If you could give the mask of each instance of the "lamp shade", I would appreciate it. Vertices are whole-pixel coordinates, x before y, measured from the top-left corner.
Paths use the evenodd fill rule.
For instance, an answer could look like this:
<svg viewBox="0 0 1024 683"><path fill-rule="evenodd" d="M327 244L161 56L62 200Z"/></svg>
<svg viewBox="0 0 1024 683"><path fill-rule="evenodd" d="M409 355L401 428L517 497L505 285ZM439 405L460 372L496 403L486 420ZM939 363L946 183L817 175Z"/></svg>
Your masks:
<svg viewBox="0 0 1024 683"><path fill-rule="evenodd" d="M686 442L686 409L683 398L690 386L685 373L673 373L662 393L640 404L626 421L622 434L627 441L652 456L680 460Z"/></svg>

____________

# What the task asks:
Copy out the records again, changing "top-left corner" to "upper-left corner" and leaving every other part of them untouched.

# Written response:
If you could give the mask of each instance of the "lamp shade", I would appreciate it. Vertices are whole-pixel coordinates, x before y, measured from the upper-left corner.
Paths use the evenodd fill rule.
For instance, an answer could look like this:
<svg viewBox="0 0 1024 683"><path fill-rule="evenodd" d="M327 244L161 56L62 200Z"/></svg>
<svg viewBox="0 0 1024 683"><path fill-rule="evenodd" d="M409 355L401 428L517 497L505 285ZM439 405L460 372L496 403L486 420ZM939 363L946 183L817 175Z"/></svg>
Your masks:
<svg viewBox="0 0 1024 683"><path fill-rule="evenodd" d="M686 442L686 409L683 398L690 386L685 373L673 373L662 393L640 404L626 421L622 434L627 441L652 456L680 460Z"/></svg>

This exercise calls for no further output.